SUPPLIED TEXT:
##########

Re: [PATCH 3/6] gdbsupport: use dynamic partitioning in gdb::parallel_for_each

Mirror of the gdb-patches mailing list
 help / color / mirror / Atom feed

From: Simon Marchi <simon.marchi@polymtl.ca>
To: Tom Tromey <tom@tromey.com>, Simon Marchi <simon.marchi@efficios.com>
Cc: gdb-patches@sourceware.org
Subject: Re: [PATCH 3/6] gdbsupport: use dynamic partitioning in gdb::parallel_for_each
Date: Fri, 13 Jun 2025 15:22:13 -0400	[thread overview]
Message-ID: <46f028fd-14f8-49a5-afc1-d6661d6f84ac@polymtl.ca> (raw)
In-Reply-To: <87tt4jjy13.fsf@tromey.com>

On 6/13/25 2:29 PM, Tom Tromey wrote:
>>>>>> "Simon" == Simon Marchi <simon.marchi@efficios.com> writes:
> 
> Simon>  - I want to still be able to use scoped_time_it to measure the time
> Simon>    that each worker thread spent working on the task.  I find it really
> Simon>    handy when measuring the performance impact of changes.
> 
> Simon>    Unfortunately, the current interface of gdb::parallel_for_each, which
> Simon>    receives a simple callback, is not well-suited for that, once I
> Simon>    introduce the dynamic partitioning.  The callback would get called
> Simon>    once for each work item batch (multiple time for each worker thread),
> Simon>    so it's not possible to maintain a per-worker thread object for the
> Simon>    duration of the parallel for.
> 
> Simon>    To allow this, I changed gdb::parallel_for_each to receive a worker
> Simon>    type as a template parameter.  Each worker thread creates one local
> Simon>    instance of that type, and calls operator() on it for each work item
> Simon>    batch.  By having a scoped_time_it object as a field of that worker,
> Simon>    we can get the timings per worker thread.
> 
> Simon>    The drawbacks of this approach is that we must now define the
> Simon>    parallel task in a separate class and manually capture any context we
> Simon>    need as fields of that class.
> 
> This seems like a real step backward to me.  It's basically replicating
> lambdas by hand.
> 
> Why can't parallel_for_each just do this itself?  It could take an
> argument naming the task to pass to the scoped_time_it constructor.  The
> 'task' lambda could instantiate the timer.

This would require scoped_time_it to be in gdbsupport.  For the moment,
scoped_time_it is defined in gdb, because it was easier to do so at the
time, but it could be moved to gdbsupport.

In the patch that makes the DWARF reader use
gdb::parallel_for_each_async, we keep more per-worker state, the
`cooked_index_worker_result` where each worker threads puts what it
computes.  We would need a way to make that work with the lambda.

One way to do this would be to pass to the lambda the index (0 to N-1)
of the worker thread, and the lambda could use it to index into the
vector of cooked_index_worker_result, which would have been prepared by
the caller of gdb::parallel_for_each_async.

##########

YOUR TASKS:
A. According to the gdb patch discussion, where is scoped_time_it currently defined?
B. Resume the email about parallel_for_each in gdb, picking up right after its final sentence.

Object location annotation data
##########

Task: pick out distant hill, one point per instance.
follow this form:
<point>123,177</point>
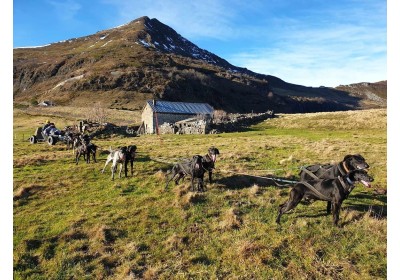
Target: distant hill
<point>145,59</point>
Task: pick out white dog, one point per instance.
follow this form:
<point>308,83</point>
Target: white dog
<point>116,156</point>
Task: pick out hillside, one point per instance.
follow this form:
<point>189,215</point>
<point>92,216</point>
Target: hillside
<point>73,222</point>
<point>145,59</point>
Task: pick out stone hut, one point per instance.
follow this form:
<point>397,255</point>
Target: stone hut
<point>157,112</point>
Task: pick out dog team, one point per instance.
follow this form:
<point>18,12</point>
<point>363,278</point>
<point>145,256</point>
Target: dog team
<point>328,182</point>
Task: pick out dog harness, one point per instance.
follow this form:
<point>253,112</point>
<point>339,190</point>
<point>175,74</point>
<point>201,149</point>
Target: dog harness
<point>344,185</point>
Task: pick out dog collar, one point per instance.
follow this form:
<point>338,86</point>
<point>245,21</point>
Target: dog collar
<point>350,181</point>
<point>345,167</point>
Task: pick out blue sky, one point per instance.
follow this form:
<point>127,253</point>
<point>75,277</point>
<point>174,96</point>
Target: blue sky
<point>312,43</point>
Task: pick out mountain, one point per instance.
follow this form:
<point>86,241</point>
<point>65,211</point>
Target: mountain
<point>145,59</point>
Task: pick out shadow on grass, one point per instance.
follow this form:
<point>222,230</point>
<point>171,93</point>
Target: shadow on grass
<point>237,182</point>
<point>368,196</point>
<point>376,211</point>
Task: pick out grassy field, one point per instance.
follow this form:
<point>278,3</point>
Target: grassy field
<point>72,222</point>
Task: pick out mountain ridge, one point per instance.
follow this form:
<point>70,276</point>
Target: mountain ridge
<point>145,59</point>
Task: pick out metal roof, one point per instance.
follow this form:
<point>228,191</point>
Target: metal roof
<point>180,107</point>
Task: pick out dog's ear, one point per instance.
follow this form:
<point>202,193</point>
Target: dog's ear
<point>347,157</point>
<point>360,157</point>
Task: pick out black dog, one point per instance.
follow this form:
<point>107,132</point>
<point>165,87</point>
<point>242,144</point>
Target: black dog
<point>208,164</point>
<point>86,150</point>
<point>333,190</point>
<point>209,161</point>
<point>330,171</point>
<point>193,167</point>
<point>129,157</point>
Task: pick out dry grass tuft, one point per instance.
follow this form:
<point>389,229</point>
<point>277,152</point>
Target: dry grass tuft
<point>231,220</point>
<point>192,198</point>
<point>174,242</point>
<point>247,249</point>
<point>33,160</point>
<point>151,273</point>
<point>181,191</point>
<point>159,175</point>
<point>255,190</point>
<point>25,192</point>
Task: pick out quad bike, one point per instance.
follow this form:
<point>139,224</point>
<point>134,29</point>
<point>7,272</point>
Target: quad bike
<point>51,139</point>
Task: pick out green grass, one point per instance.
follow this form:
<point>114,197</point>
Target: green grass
<point>75,223</point>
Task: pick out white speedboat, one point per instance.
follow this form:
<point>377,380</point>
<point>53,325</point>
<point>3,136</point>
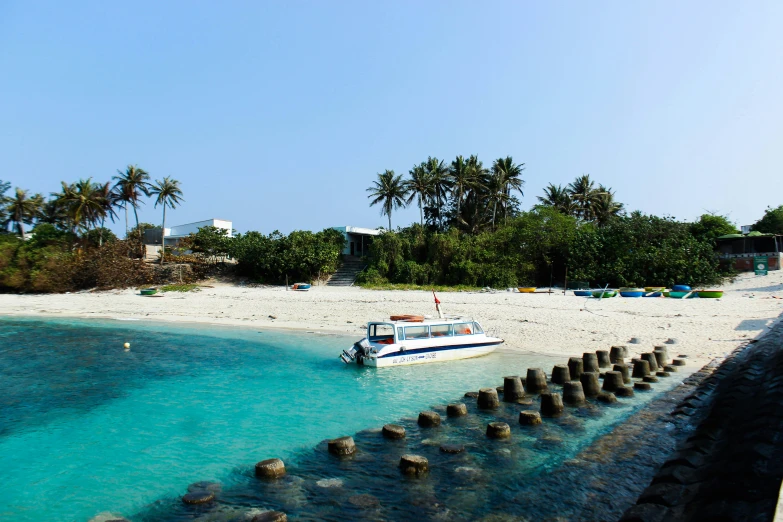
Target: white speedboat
<point>412,339</point>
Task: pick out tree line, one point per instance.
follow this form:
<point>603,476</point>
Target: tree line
<point>471,197</point>
<point>83,207</point>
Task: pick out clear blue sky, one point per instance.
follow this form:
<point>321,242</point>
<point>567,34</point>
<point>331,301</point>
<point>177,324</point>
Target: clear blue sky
<point>278,115</point>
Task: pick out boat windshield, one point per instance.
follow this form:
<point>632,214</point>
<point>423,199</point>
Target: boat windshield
<point>380,333</point>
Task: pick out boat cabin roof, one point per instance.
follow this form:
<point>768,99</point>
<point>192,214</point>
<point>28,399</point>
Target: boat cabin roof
<point>426,320</point>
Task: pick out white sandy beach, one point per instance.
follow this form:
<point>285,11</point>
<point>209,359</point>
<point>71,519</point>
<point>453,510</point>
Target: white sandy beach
<point>542,323</point>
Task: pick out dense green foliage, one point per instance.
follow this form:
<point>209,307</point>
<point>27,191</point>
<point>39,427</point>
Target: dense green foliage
<point>302,255</point>
<point>771,222</point>
<point>535,248</point>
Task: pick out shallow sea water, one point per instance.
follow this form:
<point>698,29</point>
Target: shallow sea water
<point>87,428</point>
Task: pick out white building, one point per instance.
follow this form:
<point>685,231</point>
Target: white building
<point>357,240</point>
<point>175,233</point>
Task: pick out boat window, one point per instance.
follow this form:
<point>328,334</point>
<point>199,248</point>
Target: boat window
<point>416,332</point>
<point>441,330</point>
<point>463,328</point>
<point>381,333</point>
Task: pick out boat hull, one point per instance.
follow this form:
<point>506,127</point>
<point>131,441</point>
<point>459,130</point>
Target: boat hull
<point>430,355</point>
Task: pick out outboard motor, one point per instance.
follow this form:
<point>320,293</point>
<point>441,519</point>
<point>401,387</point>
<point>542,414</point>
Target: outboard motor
<point>359,349</point>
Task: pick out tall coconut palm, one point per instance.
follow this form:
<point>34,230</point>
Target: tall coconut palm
<point>4,200</point>
<point>85,204</point>
<point>390,191</point>
<point>419,186</point>
<point>168,194</point>
<point>441,184</point>
<point>22,209</point>
<point>130,186</point>
<point>107,198</point>
<point>583,193</point>
<point>605,207</point>
<point>510,174</point>
<point>558,197</point>
<point>466,175</point>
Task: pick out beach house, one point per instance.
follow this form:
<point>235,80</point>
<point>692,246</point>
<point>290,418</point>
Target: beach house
<point>357,240</point>
<point>152,236</point>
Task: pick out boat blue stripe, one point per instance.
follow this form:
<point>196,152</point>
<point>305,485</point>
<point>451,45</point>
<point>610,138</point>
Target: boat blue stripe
<point>437,349</point>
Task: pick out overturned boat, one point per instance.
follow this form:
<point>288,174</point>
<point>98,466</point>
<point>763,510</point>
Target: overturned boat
<point>410,339</point>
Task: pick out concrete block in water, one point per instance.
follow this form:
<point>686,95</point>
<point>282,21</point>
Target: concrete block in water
<point>198,497</point>
<point>625,370</point>
<point>488,399</point>
<point>512,389</point>
<point>393,431</point>
<point>452,448</point>
<point>603,359</point>
<point>414,464</point>
<point>498,430</point>
<point>590,360</point>
<point>606,397</point>
<point>431,419</point>
<point>561,374</point>
<point>342,446</point>
<point>529,418</point>
<point>270,516</point>
<point>618,353</point>
<point>551,404</point>
<point>456,410</point>
<point>612,381</point>
<point>576,367</point>
<point>590,384</point>
<point>536,381</point>
<point>641,369</point>
<point>573,393</point>
<point>650,358</point>
<point>270,468</point>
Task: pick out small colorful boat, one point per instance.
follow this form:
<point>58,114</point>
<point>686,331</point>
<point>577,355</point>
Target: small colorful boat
<point>682,295</point>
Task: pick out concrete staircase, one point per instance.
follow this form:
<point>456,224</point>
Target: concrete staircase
<point>346,274</point>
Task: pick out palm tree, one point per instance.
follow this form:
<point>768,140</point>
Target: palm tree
<point>583,193</point>
<point>510,175</point>
<point>129,187</point>
<point>169,195</point>
<point>558,197</point>
<point>419,186</point>
<point>390,191</point>
<point>441,183</point>
<point>605,208</point>
<point>108,200</point>
<point>22,210</point>
<point>85,204</point>
<point>4,200</point>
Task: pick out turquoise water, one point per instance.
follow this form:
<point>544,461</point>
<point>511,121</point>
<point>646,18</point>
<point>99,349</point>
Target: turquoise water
<point>86,427</point>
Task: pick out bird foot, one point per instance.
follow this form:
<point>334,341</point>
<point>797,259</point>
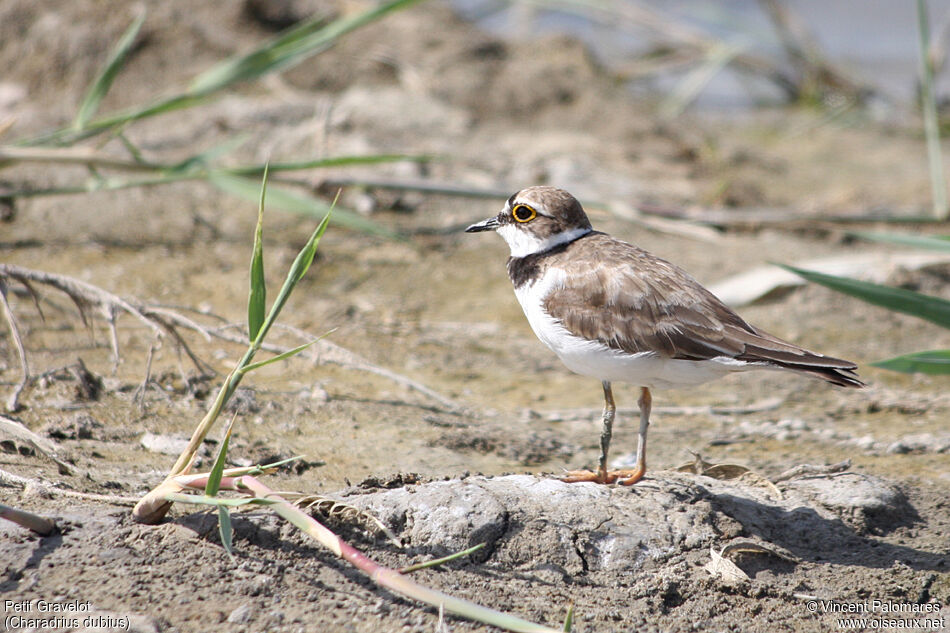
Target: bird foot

##########

TASK RESULTS:
A. In gdb, because it was easier to do so at the time.

B.
The last detail would be: how do to some one-time work at the end of a
parallel for-each worker's life.  For example, in the DWARF indexer,
each worker does:

 - call bfd_thread_cleanup
 - move the complaints to the thread storage
 - move the thread storage to the results vector

How could this work, given that the lambda is invoked many times for
each worker?

We could make gdb::parallel_for_each accept a second lambda, "finalize",
which would be called at the end of a worker's life.

Another idea I had (but didn't try) was to make lambdas receive a
"magic" range object, like athis:

  [&] (gdb::dynamic_range<dwarf2_per_cu *> range)
    {
      for (dwarf2_per_cu *cu : range)
        process_unit (cu);
    }

"range" would get work items from the work queue in batches, but yield
one at a time.  It would reach its end when the work queue is empty.
It will be a bit of work to implement, but it would have the advantage
that any per-worker state could be right there in the lambda, like we
have today.

Any thoughts?

> Simon> +  /* The next item to hand out.  */
> Simon> +  std::atomic<RandomIt> next = first;
> 
> This is maybe a bit worrying since IIUC std::atomic only works for
> trivially copyable types.  But this doesn't have to be a general purpose
> facility, it only has to work for gdb's needs.

Yes, I hit this when trying to do:

  gdb::parallel_for_each (vector.begin (), vector.end (), ...);

By default, a vector iterator is small and trivial.  But when building
with -D_GLIBCXX_DEBUG, then it's no longer trivially copyable.  That's
why I used the less ideal:

  gdb::parallel_for_each (vector.data (),
                          vector.data () + vector.size (), ...);

If you have a better idea to make this work, let me know.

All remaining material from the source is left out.